◆ Исходные данные ◆
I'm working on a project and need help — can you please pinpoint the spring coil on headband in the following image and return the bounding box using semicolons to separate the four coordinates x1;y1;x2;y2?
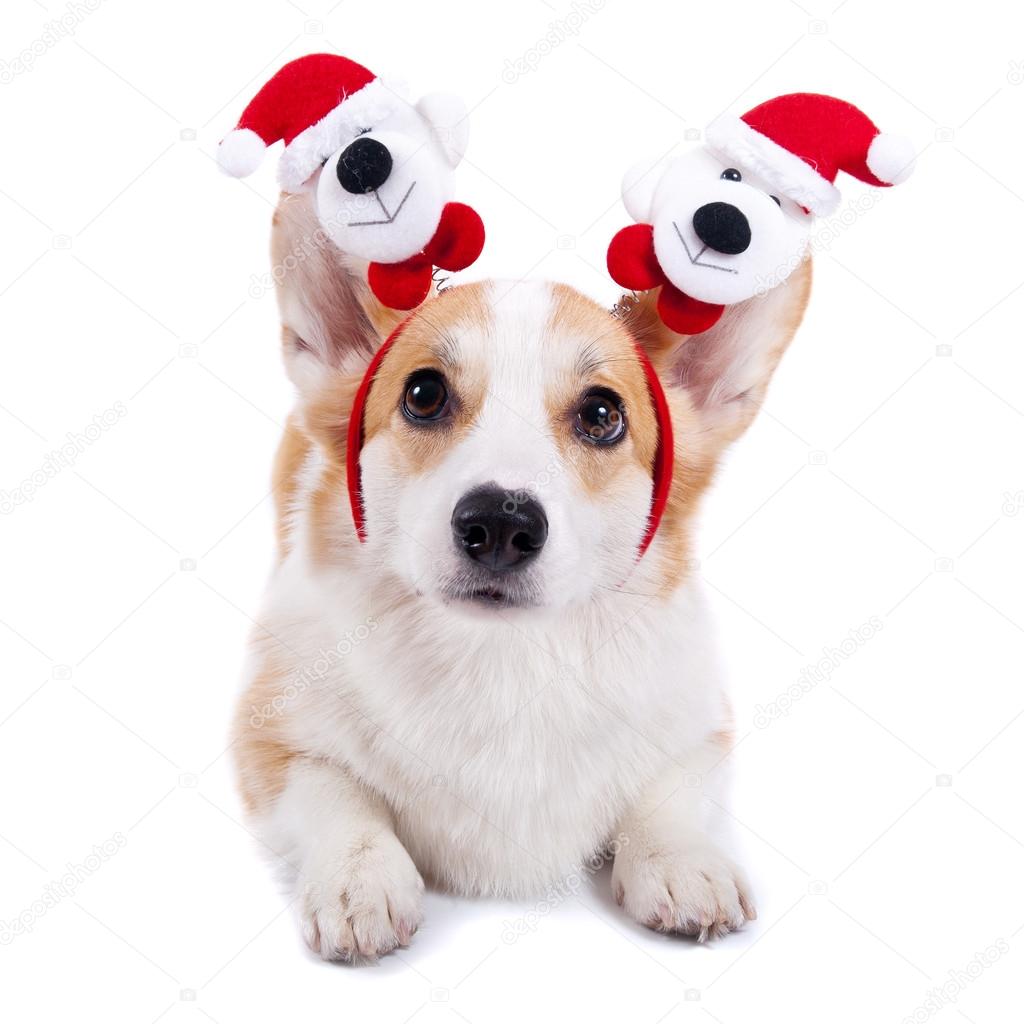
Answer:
608;291;640;319
430;266;455;295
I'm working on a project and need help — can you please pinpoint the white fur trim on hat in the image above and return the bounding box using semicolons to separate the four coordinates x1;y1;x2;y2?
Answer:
867;133;915;185
705;114;840;216
217;128;266;178
278;78;406;193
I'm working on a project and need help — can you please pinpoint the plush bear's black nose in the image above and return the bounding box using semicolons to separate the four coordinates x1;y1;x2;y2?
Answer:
693;203;751;256
338;138;391;196
452;483;548;572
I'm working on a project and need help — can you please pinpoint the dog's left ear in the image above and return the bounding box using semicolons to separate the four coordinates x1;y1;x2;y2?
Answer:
416;92;469;167
621;257;811;450
270;193;404;395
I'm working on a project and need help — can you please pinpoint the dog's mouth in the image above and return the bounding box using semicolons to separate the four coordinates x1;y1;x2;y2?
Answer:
440;578;540;609
348;181;416;227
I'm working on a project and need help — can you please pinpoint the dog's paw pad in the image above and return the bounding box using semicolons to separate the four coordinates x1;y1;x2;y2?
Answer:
611;842;757;942
299;837;423;964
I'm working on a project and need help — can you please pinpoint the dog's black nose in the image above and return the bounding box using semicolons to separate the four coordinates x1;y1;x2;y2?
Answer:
338;137;391;196
693;203;751;256
452;483;548;572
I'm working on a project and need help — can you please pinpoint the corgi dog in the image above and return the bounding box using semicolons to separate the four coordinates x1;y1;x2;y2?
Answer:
233;194;811;962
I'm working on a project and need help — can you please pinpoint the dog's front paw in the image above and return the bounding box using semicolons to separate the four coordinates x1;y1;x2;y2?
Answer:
611;837;757;942
299;833;423;964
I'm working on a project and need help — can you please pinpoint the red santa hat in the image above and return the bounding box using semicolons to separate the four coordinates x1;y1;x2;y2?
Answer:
217;53;398;191
705;92;914;215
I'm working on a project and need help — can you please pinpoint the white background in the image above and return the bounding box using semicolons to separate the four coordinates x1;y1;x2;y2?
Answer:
0;0;1024;1024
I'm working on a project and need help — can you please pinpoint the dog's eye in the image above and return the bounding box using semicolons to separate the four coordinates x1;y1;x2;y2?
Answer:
575;391;626;444
402;370;449;421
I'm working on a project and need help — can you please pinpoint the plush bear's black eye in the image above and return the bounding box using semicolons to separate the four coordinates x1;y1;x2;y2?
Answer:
402;370;449;421
575;391;626;444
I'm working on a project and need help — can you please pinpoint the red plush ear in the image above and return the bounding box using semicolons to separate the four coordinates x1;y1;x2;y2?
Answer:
367;256;432;309
423;203;484;270
657;282;725;334
607;224;666;292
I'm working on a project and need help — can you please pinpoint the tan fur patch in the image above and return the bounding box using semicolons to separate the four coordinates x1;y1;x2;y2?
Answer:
364;285;490;476
271;414;310;558
624;259;811;597
545;285;657;497
231;655;296;814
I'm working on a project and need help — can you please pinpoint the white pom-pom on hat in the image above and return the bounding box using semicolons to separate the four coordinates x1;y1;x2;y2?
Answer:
217;128;266;178
867;132;915;185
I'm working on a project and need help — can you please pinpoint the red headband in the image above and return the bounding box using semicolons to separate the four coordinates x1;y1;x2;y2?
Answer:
345;316;675;559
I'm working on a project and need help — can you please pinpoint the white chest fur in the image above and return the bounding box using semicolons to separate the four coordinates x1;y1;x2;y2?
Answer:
264;552;722;894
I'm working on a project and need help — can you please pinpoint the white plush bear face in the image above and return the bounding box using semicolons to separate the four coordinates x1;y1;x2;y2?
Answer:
315;96;464;263
637;148;811;305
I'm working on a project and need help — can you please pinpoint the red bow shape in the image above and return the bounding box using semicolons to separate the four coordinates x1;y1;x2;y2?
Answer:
608;224;725;334
367;203;483;309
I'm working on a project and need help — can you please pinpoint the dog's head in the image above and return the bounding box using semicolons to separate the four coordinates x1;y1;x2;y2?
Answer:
624;147;811;305
274;196;809;613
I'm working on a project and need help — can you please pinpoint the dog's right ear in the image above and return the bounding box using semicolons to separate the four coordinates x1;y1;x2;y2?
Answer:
270;193;404;395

◆ Задание ◆
Оформите все строки выше как JSON-список текстовых значений, по одному на каждую строку, пропустив пустые строки. Изображения в ответ не включайте.

◆ Решение ◆
[
  "I'm working on a project and need help — can you please pinpoint the spring coil on headband in the following image and return the bounding box using semicolons to separate the four coordinates x1;y1;x2;y2?",
  "Answer:",
  "608;291;640;319",
  "430;266;455;295",
  "I'm working on a project and need help — can you please pinpoint the white fur trim on hat in the image above and return the bounding box using semicolons to separate the four coordinates x1;y1;x2;y2?",
  "Answer:",
  "867;133;915;185",
  "705;114;840;216",
  "217;128;266;178",
  "278;78;406;193",
  "I'm working on a project and need help — can you please pinpoint the plush bear's black nose in the image above and return the bounding box using semicolons to separate the four coordinates x1;y1;x2;y2?",
  "Answer:",
  "693;203;751;256",
  "338;138;391;196",
  "452;483;548;572",
  "I'm working on a project and need help — can you please pinpoint the dog's left ear in the image above and return the bounding box using semicolons to separate the four coordinates x1;y1;x2;y2?",
  "Answer:",
  "416;92;469;167",
  "621;257;811;450",
  "270;193;404;395",
  "I'm working on a project and need help — can you please pinpoint the dog's mouth in the image above and return the bounding box using semicolons to separate the four coordinates x1;y1;x2;y2?",
  "Answer:",
  "440;578;540;609",
  "348;181;416;227",
  "I'm working on a project and need help — can you please pinpoint the dog's paw pad in the image above and return the bounding box using semicolons to separate the four coordinates x1;y1;x2;y2?",
  "Answer:",
  "611;842;757;942",
  "299;837;423;964",
  "I'm working on a project and need help — can you please pinpoint the dog's black nose in the image above and return the bounding box using semicolons to separate the four coordinates x1;y1;x2;y2?",
  "Answer:",
  "338;137;391;196",
  "693;203;751;256",
  "452;483;548;572",
  "I'm working on a project and need help — can you please pinpoint the corgi dog in the image above and return the bounding box using semicolons to separate the four coordinates x1;y1;x2;y2?",
  "Answer:",
  "233;194;811;962",
  "I'm working on a project and need help — can you please pinpoint the dog's front paw in the image above and return the bounding box using semicolons to separate the four coordinates x1;y1;x2;y2?",
  "Answer:",
  "611;837;757;942",
  "299;833;423;964",
  "I'm working on a project and need help — can you please pinpoint the red santa hat in the image above and return the bounding box using semicolons to separate the four coordinates x1;y1;x2;y2?",
  "Answer:",
  "217;53;398;191",
  "705;92;914;215",
  "I'm working on a project and need help — can you please pinpoint the white background in the image above and return the bounding box using semicolons to separate the four coordinates x1;y1;x2;y2?",
  "Answer:",
  "0;0;1024;1024",
  "I'm working on a project and need help — can you please pinpoint the dog's eye in the image above and return the bounding box using semicolons to separate the four coordinates x1;y1;x2;y2?",
  "Answer:",
  "575;391;626;444",
  "402;370;449;421",
  "I'm working on a project and need help — can you please pinpoint the plush bear's black eye in the image above and return the bounding box using semicolons to separate the four coordinates x1;y1;x2;y2?",
  "Answer:",
  "402;370;449;421",
  "575;391;626;444",
  "I'm working on a project and need help — can you please pinpoint the red plush ear in the image above and return the bounding box using semicolons to separate the four coordinates x1;y1;x2;y2?",
  "Answer:",
  "367;256;432;309",
  "423;203;484;270",
  "657;282;725;334",
  "607;224;666;292",
  "I'm working on a project and need help — can you please pinpoint the tan fur patch in the image above and return the bounding box using semicolons to separate the four coordinates x1;y1;x2;y2?",
  "Answer:",
  "364;285;490;476",
  "271;414;310;558",
  "624;259;811;597",
  "545;285;657;497",
  "231;655;296;814",
  "I'm working on a project and need help — can you please pinpoint the white pom-pom on hat in the image above and return the bounding box using semicolons to separate the four coordinates x1;y1;x2;y2?",
  "Answer:",
  "217;128;266;178",
  "867;132;915;185",
  "I'm working on a project and need help — can you please pinpoint the red headband in the image above and return the bounding box using semicolons to separate the four coordinates x1;y1;x2;y2?",
  "Answer:",
  "345;316;675;559",
  "I'm working on a project and need help — can you please pinpoint the white chest fur in the image above and return the bounding box using semicolons to separate the four coordinates x1;y1;x2;y2?",
  "Answer:",
  "264;552;722;894",
  "I'm working on a project and need help — can you please pinpoint the white plush bear face in the image above and return the bounding box using semicolons to separate the four coordinates x1;y1;x2;y2?",
  "Answer:",
  "315;96;464;263",
  "637;148;811;305",
  "I'm working on a project and need help — can you please pinpoint the red bow shape in the image above and return the bounding box using semicolons to separate the four coordinates x1;y1;x2;y2?",
  "Answer:",
  "608;224;725;334",
  "367;203;483;309",
  "I'm working on a project and need help — can you please pinpoint the dog's head in the image above and return the bounding box using semicolons to separate the four coordinates x1;y1;x2;y2?",
  "Answer:",
  "624;147;811;305",
  "274;196;809;613",
  "I'm working on a project and need help — can you please pinpoint the dog's right ear in the image above and return the bounding box using semicolons to separate the four coordinates x1;y1;x2;y2?",
  "Answer:",
  "270;193;404;395"
]